NAME

FLV::Info - Extract metadata from Adobe Flash Video files

SYNOPSIS

        use FLV::Info;
        my $reader = FLV::Info->new();
        $reader->parse('video.flv');
        my %info = $reader->get_info();
        print "$info{video_count} video frames\n";
        print $reader->report();

DESCRIPTION

This module reads Adobe Flash Video (FLV) files and reports metadata about those files.

LEGAL

This work is based primarily on the file specification provided by Adobe. Use of that specification is governed by terms indicated at the licensing URL specified below.

http://www.adobe.com/devnet/flv/

LICENSE

Copyright 2006 Clotho Advanced Media, Inc., <cpan@clotho.com>

Copyright 2007-2009 Chris Dolan, <cdolan@cpan.org>

This library is free software; you can redistribute it and/or modify it under the same terms as Perl itself.

METHODS

$pkg->new()

Creates a new instance.

$self->parse($filename)
$self->parse($filehandle)

        Reads the specified file. If the file does not exist or is an
        invalid FLV stream, an exception will be thrown via croak().

        There is no return value.

$self->get_info()

Listing:
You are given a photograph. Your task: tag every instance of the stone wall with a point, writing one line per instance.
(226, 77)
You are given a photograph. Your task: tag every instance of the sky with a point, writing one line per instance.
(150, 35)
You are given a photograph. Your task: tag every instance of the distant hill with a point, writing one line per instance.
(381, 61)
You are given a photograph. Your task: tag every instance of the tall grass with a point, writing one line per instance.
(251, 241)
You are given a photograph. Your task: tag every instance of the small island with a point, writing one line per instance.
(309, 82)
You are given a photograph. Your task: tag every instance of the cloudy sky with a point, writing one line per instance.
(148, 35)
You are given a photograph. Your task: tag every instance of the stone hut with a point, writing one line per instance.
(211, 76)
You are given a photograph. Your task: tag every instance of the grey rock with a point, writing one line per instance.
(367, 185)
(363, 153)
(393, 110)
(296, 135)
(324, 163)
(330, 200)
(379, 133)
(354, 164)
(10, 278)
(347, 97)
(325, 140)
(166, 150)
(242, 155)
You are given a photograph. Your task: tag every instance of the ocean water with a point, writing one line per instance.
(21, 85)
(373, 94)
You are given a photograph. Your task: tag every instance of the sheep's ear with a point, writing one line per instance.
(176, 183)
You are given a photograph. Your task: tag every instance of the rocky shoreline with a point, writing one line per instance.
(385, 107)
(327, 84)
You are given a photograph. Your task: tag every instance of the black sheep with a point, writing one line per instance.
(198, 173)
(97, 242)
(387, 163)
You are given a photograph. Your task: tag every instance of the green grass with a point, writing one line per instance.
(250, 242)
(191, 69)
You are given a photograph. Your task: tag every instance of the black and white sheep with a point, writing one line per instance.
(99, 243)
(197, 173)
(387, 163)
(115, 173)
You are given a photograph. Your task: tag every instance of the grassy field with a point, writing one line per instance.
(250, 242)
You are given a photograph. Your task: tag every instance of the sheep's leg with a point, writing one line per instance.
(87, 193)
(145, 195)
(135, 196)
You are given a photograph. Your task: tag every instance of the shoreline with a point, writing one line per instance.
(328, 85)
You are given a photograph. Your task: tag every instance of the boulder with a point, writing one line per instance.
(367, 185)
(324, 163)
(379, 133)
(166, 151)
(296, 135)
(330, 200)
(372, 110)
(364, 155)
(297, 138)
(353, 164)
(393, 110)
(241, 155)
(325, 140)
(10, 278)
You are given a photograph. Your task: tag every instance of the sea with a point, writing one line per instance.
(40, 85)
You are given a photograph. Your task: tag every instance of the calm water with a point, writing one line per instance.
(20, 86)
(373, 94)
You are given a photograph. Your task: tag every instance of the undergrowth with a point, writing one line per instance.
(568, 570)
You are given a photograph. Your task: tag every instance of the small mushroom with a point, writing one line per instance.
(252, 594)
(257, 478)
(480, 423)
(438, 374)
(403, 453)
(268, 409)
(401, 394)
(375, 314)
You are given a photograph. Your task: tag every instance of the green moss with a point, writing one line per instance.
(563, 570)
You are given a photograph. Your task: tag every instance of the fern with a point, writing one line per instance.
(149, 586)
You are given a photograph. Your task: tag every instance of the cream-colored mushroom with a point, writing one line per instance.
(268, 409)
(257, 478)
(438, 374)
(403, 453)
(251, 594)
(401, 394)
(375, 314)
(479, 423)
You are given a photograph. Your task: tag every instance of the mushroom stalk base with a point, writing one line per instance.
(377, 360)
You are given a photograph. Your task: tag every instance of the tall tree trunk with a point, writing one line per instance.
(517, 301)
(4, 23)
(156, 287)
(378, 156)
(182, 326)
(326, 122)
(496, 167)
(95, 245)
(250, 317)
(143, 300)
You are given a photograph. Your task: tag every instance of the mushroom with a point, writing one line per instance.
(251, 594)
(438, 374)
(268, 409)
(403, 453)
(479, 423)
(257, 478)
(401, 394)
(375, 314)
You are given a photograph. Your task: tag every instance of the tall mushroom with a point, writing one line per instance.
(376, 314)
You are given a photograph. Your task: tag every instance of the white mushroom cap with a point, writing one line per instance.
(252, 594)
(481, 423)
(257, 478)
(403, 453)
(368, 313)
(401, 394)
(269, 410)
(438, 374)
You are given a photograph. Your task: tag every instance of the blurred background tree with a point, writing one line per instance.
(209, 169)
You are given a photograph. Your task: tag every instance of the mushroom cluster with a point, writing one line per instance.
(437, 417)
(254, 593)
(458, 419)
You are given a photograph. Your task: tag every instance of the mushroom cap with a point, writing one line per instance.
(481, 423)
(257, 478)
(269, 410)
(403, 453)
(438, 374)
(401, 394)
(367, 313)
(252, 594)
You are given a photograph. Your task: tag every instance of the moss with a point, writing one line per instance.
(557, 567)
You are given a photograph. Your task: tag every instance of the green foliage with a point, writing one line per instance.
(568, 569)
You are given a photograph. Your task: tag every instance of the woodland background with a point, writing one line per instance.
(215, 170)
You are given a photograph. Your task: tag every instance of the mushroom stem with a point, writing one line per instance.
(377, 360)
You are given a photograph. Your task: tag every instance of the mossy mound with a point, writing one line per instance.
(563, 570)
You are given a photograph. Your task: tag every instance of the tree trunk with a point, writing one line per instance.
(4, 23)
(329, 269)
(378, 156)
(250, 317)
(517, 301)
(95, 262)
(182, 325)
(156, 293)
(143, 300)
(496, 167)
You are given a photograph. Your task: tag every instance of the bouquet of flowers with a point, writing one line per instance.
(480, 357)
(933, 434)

==

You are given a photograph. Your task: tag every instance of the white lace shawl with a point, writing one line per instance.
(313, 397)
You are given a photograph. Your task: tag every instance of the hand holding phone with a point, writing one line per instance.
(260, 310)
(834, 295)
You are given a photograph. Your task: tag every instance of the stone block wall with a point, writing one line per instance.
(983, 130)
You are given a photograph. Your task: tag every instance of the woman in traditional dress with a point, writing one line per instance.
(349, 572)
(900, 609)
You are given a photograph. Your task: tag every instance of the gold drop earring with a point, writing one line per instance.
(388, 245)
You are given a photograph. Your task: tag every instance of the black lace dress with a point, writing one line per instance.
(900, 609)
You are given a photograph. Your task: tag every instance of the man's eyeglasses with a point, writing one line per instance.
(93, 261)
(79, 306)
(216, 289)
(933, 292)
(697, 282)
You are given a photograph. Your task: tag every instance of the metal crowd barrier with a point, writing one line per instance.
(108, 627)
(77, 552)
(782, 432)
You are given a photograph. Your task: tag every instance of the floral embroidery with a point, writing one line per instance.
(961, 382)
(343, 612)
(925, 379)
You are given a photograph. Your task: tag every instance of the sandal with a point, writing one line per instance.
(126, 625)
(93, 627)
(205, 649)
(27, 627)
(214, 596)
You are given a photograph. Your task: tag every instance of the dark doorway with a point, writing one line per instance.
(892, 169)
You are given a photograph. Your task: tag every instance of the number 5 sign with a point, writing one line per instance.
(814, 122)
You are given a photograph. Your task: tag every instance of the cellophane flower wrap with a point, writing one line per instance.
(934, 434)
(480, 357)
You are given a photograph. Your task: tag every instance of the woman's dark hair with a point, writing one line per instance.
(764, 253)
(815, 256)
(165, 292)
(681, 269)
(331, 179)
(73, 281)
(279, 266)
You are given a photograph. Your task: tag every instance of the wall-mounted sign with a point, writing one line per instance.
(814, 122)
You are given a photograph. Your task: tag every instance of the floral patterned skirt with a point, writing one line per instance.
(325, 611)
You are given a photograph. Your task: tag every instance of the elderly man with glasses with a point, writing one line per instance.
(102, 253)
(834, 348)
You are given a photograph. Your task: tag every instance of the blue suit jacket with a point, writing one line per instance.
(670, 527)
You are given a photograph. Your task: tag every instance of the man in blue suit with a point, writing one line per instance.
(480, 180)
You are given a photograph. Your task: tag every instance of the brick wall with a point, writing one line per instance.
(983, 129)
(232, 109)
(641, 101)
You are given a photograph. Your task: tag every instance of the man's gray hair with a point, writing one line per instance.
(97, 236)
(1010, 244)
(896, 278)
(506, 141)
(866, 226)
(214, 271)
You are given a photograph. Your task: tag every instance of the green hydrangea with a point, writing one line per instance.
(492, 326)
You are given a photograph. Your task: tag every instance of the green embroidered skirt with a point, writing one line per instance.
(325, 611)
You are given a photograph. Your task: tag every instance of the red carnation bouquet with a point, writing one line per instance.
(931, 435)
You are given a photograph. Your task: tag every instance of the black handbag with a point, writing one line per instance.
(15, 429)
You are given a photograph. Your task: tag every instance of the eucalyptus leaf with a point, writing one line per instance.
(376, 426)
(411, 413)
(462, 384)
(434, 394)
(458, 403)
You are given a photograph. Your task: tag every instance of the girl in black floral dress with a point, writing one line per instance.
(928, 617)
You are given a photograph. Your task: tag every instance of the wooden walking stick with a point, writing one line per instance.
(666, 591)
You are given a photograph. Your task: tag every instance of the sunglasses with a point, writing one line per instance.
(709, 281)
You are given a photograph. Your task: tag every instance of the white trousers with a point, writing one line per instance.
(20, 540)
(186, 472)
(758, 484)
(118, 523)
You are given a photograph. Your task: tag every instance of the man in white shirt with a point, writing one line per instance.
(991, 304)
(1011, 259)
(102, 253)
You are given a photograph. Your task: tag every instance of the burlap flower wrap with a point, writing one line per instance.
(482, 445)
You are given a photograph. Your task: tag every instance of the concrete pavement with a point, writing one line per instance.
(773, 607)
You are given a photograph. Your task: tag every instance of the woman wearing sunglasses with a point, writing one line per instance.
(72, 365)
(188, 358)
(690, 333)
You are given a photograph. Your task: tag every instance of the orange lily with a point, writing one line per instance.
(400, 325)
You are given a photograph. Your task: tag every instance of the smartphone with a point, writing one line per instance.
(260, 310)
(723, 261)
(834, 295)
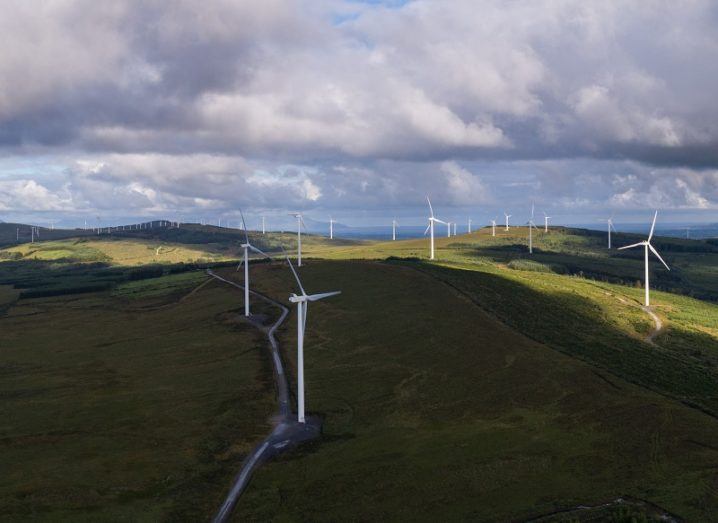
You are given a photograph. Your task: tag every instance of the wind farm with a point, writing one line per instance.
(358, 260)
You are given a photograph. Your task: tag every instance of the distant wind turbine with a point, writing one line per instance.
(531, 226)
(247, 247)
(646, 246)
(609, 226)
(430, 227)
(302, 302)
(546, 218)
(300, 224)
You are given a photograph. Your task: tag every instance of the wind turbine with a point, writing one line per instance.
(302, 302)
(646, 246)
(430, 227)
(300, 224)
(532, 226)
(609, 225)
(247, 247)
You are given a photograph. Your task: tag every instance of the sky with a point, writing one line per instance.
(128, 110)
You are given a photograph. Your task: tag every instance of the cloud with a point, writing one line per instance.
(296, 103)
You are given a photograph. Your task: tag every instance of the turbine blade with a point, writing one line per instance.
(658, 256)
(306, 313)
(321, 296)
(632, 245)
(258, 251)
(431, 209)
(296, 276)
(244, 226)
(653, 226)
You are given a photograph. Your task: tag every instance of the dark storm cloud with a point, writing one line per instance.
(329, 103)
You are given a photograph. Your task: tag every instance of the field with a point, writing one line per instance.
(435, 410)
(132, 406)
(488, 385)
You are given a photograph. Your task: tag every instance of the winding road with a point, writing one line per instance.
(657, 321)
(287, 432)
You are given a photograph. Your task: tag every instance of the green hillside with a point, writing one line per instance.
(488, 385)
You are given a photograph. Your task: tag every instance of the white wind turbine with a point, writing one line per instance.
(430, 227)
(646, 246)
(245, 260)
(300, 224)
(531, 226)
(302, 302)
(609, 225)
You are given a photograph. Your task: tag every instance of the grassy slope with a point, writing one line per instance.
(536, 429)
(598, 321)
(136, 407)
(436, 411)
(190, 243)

---

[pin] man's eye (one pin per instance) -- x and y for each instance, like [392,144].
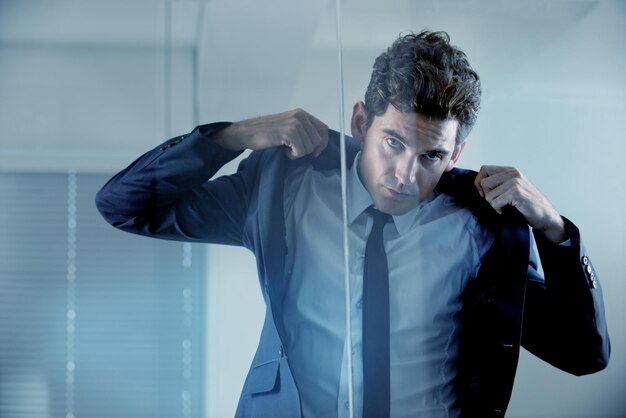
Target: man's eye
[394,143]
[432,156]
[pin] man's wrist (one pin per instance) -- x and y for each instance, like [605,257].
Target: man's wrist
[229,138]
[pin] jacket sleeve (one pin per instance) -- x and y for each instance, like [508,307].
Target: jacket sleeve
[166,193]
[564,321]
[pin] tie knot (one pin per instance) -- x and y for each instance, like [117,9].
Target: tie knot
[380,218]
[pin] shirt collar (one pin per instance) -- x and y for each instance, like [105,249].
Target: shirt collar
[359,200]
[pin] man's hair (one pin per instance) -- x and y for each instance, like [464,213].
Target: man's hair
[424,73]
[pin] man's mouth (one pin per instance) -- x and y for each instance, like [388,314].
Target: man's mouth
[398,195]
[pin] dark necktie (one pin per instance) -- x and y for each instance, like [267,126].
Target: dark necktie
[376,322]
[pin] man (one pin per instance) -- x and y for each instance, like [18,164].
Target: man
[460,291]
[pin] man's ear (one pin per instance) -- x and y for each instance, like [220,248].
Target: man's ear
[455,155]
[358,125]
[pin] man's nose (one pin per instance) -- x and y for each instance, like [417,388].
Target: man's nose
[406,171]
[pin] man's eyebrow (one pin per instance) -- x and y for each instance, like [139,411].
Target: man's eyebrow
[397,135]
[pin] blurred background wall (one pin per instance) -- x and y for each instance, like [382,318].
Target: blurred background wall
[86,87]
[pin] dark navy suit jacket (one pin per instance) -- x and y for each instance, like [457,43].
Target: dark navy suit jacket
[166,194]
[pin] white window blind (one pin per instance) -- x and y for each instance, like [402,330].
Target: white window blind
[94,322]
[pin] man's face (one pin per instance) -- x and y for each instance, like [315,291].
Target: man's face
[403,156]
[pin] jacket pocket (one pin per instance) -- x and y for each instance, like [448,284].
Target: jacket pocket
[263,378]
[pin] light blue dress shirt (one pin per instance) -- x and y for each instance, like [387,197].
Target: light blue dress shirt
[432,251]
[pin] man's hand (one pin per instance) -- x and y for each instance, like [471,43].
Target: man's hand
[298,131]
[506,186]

Exercise task 1: Shorten the paragraph of the FLV::Info documentation that begins "This work is based primarily" into a single sentence that keeps its main facts.
Exercise task 2: In the FLV::Info documentation, what happens when parse() is given a file that does not exist or is not a valid FLV stream?
Exercise task 3: Resume the FLV::Info documentation after its last line, "$self->get_info()", and continue it in the same style.

Expected output 1: The work rests mainly on Adobe's file specification, whose use is governed by the terms at the licensing URL given.

Expected output 2: An exception is thrown via croak().

Expected output 3:
        Returns a hash with all FLV metadata. Any fields that are
        multivalued are concatenated with a slash (`/') with the most common
        values specified first. For example, a common case is the
        `video_type' which is often `interframe/keyframe' since interframes
        are more common than keyframes. A less common case could be
        `audio_type' of `mono/stereo' if the FLV was mostly one-channel but
        had some packets of two-channel audio.

$self->report()

        Returns a summary of all FLV metadata as a string. This is a
        human-readable version of the data returned by get_info().

$self->get_file()

        Returns the FLV::File instance. This will be `undef' until you call
        parse().

SEE ALSO

FLVTool2

        This is a rather nice Ruby implementation that can read and write
        FLV files. This code helped me figure out that the FLV documentation
        was wrong for the order of attributes in video tags. It also helped
        me understand the meta tags.

        http://inlet-media.de/flvtool2

AMF::Perl

        This is a Perl implementation of the http://www.amfphp.org/ project
        to create an open source representation of the Flash remote
        communication protocol. This module leverages a small part of
        AMF::Perl to parse FLV meta tags.

FFmpeg

        FFmpeg is a powerful media conversion utility. It is capable of
        reading and writing FLVs and SWFs. However as of this writing
        (2006), I believe it does not support fast transcoding between FLV
        and SWF formats. Please correct me if I'm mistaken.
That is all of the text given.